— start of Dataset rows —
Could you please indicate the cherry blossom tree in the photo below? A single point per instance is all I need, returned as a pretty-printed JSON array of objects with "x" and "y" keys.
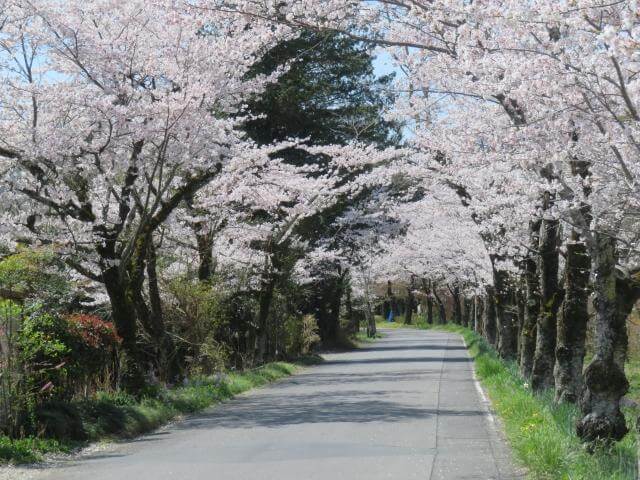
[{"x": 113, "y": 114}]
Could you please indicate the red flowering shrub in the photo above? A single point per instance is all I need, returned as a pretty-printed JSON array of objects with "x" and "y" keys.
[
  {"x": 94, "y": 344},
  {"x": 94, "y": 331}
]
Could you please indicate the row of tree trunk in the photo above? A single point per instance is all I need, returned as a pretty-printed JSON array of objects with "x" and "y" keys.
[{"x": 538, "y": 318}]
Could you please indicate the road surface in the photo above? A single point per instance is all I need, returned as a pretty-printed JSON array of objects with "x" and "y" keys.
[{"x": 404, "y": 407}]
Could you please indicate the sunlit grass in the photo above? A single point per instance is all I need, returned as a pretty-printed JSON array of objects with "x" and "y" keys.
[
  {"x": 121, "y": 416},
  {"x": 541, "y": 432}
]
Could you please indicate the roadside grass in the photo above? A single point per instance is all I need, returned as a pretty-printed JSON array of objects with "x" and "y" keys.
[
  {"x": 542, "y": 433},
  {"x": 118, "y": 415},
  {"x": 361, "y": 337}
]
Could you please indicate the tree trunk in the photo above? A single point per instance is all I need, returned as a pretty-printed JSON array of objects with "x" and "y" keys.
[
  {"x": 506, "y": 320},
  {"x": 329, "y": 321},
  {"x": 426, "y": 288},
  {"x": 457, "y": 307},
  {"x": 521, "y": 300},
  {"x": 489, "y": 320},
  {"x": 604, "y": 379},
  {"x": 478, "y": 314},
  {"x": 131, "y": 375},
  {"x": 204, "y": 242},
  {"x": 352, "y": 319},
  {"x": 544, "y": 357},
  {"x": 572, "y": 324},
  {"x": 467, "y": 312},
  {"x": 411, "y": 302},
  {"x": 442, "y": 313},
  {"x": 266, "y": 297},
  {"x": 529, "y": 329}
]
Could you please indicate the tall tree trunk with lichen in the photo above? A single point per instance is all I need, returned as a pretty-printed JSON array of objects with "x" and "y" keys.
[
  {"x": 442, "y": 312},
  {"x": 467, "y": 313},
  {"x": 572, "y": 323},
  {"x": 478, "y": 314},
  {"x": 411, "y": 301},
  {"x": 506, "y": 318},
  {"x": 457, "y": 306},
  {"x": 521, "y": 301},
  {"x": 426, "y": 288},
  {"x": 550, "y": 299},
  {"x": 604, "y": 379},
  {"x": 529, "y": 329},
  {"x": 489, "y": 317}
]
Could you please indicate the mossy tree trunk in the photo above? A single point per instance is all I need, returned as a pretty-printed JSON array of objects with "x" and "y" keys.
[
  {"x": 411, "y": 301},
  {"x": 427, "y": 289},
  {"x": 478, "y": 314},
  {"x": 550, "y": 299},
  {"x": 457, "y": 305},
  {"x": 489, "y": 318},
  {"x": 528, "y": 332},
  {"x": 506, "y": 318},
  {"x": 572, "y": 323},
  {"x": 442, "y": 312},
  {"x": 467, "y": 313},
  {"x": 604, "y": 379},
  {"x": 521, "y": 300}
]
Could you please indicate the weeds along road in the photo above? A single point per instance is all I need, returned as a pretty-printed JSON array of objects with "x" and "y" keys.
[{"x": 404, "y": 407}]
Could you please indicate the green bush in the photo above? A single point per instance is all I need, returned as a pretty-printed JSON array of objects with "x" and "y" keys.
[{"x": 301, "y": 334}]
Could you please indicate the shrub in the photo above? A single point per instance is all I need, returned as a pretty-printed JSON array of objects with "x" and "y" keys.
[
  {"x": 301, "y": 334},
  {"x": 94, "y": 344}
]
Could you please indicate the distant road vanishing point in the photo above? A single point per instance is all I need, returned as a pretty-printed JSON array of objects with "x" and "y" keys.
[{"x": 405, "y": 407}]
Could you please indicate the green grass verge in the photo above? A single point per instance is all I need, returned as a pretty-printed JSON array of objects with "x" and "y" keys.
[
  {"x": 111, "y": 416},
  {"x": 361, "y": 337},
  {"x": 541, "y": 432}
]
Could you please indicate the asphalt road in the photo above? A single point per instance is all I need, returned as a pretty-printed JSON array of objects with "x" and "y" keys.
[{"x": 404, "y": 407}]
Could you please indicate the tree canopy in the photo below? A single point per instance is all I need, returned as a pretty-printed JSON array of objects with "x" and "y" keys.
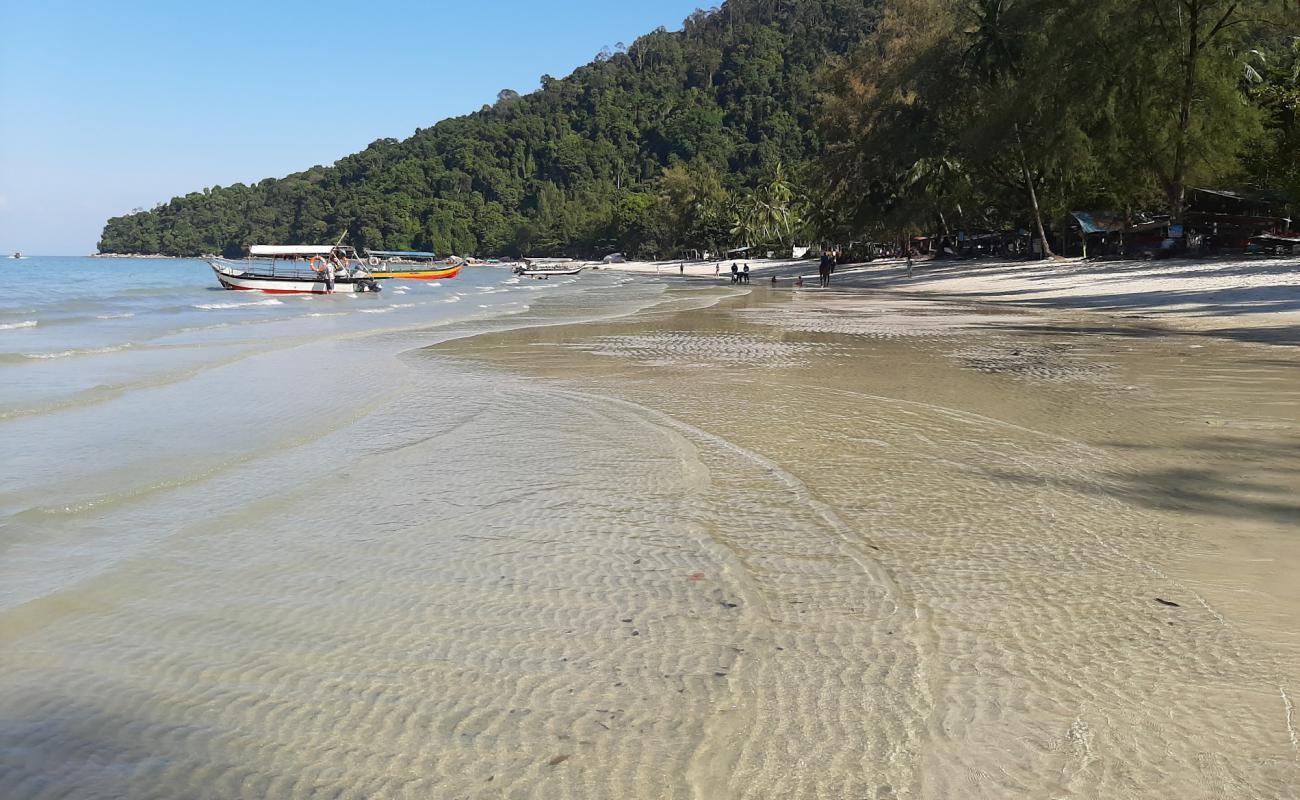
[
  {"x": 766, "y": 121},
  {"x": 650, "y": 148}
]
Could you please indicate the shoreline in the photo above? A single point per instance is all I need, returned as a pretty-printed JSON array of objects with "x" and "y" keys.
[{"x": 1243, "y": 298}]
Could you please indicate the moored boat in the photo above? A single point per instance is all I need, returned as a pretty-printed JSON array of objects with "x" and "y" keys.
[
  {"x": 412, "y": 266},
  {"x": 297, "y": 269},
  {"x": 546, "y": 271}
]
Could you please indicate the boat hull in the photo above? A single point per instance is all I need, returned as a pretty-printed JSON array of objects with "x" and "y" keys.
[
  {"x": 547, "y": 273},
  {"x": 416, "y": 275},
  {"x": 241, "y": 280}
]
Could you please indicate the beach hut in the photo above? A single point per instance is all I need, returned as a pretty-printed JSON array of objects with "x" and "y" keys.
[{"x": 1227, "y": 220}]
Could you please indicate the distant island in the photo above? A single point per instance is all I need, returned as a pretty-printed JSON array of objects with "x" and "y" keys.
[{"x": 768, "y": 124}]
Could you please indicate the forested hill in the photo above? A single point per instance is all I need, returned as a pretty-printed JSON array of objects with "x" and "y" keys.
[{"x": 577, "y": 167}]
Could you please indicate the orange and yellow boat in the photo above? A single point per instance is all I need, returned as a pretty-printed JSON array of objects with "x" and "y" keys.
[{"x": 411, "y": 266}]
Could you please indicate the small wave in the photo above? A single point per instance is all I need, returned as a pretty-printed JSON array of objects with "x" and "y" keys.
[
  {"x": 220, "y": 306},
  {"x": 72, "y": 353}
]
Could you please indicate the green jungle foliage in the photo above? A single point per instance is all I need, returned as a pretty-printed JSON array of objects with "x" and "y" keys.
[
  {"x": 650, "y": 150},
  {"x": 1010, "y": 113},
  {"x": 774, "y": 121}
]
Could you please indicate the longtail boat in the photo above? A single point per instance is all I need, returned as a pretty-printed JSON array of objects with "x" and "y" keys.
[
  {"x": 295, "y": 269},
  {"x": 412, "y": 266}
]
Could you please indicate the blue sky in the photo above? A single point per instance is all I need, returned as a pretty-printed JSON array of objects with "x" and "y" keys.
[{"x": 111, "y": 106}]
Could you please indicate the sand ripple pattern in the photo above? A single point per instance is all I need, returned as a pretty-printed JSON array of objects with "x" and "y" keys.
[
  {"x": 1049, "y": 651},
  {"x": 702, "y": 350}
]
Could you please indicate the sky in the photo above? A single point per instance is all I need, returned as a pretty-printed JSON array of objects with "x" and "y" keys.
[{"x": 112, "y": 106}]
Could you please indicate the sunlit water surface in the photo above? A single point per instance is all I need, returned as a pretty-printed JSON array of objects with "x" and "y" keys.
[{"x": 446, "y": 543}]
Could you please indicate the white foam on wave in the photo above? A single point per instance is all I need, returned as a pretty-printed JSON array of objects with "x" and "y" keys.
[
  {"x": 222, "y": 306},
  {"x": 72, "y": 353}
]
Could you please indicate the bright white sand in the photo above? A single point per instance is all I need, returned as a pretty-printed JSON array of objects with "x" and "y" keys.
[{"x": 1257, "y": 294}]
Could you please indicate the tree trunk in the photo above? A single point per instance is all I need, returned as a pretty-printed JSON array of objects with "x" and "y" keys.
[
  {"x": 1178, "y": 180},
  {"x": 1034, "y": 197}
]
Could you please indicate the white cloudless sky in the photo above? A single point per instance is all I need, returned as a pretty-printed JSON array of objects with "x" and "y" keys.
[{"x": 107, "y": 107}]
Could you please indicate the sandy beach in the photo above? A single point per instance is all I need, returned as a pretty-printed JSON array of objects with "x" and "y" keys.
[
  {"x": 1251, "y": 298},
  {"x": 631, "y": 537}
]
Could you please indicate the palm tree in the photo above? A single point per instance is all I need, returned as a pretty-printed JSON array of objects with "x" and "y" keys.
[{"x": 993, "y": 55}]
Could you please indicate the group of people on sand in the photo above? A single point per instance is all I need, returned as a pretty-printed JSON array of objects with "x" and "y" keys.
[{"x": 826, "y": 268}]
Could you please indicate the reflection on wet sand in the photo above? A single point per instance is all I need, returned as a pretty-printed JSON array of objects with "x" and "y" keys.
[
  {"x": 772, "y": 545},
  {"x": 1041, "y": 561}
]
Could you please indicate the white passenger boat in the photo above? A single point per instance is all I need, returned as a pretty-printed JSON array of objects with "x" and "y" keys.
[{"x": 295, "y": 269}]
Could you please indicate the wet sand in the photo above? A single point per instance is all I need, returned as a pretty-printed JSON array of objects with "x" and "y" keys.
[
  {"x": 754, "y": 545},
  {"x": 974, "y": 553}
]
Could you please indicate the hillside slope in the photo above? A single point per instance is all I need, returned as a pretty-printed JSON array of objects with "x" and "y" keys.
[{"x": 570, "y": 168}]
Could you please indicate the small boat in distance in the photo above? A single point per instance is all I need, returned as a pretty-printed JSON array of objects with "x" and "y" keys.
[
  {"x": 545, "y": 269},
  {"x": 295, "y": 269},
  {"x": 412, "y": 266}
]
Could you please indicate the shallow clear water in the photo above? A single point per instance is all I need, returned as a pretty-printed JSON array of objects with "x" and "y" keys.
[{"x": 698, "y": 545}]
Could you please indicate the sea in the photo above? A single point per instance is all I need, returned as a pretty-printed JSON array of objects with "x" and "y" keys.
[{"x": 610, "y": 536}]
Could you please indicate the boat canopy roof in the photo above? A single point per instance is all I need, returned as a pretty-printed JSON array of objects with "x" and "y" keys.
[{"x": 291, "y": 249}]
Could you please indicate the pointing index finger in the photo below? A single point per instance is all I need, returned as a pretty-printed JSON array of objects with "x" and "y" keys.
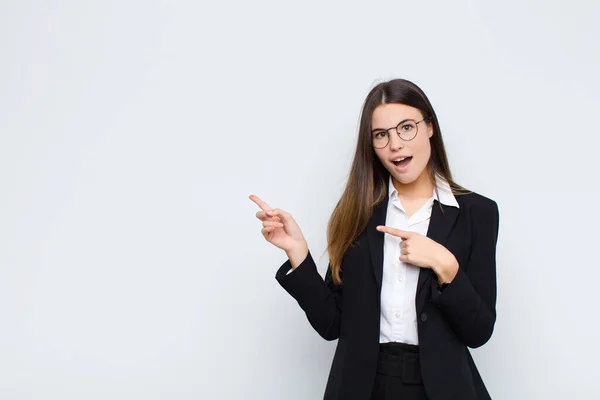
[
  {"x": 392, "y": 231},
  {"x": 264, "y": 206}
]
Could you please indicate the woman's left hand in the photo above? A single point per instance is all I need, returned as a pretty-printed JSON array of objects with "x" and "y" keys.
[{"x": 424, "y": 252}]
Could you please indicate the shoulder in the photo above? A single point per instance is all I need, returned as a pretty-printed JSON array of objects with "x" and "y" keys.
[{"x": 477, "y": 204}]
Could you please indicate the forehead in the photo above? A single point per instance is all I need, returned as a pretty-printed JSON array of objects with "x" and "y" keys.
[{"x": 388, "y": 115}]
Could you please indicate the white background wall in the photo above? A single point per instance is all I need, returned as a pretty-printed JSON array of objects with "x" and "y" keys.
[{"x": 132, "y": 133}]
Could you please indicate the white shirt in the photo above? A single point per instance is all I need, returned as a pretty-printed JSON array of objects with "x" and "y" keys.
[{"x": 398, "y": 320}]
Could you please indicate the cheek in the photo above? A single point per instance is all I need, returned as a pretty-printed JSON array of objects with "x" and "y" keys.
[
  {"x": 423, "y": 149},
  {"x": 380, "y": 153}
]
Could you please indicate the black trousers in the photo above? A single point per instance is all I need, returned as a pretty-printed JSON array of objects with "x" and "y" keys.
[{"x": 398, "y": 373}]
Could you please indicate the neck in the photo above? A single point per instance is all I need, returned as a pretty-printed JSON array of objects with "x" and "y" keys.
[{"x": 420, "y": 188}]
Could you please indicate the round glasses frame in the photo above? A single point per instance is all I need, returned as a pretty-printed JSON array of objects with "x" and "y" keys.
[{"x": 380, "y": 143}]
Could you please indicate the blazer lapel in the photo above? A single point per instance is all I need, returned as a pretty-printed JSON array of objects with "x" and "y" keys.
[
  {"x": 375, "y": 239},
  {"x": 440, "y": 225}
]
— end of Dataset rows —
- [Requirement]: Print the records above verbatim, starting at the line containing "Could you please indicate the round" and continuing through the end of the records, with both ends included.

- [Answer in full]:
Could you please indicate the round glasses frame in the photo above? A single point per instance is all I need, returned as a pretty-printed JSON array of objects with "x" and "y" keys.
[{"x": 380, "y": 143}]
Could you please indicate the blazer lapel in the photo above? A single point per instance is all I need, returned as a pretty-printed JSON array of objects with "x" and "y" keys.
[
  {"x": 375, "y": 239},
  {"x": 440, "y": 225}
]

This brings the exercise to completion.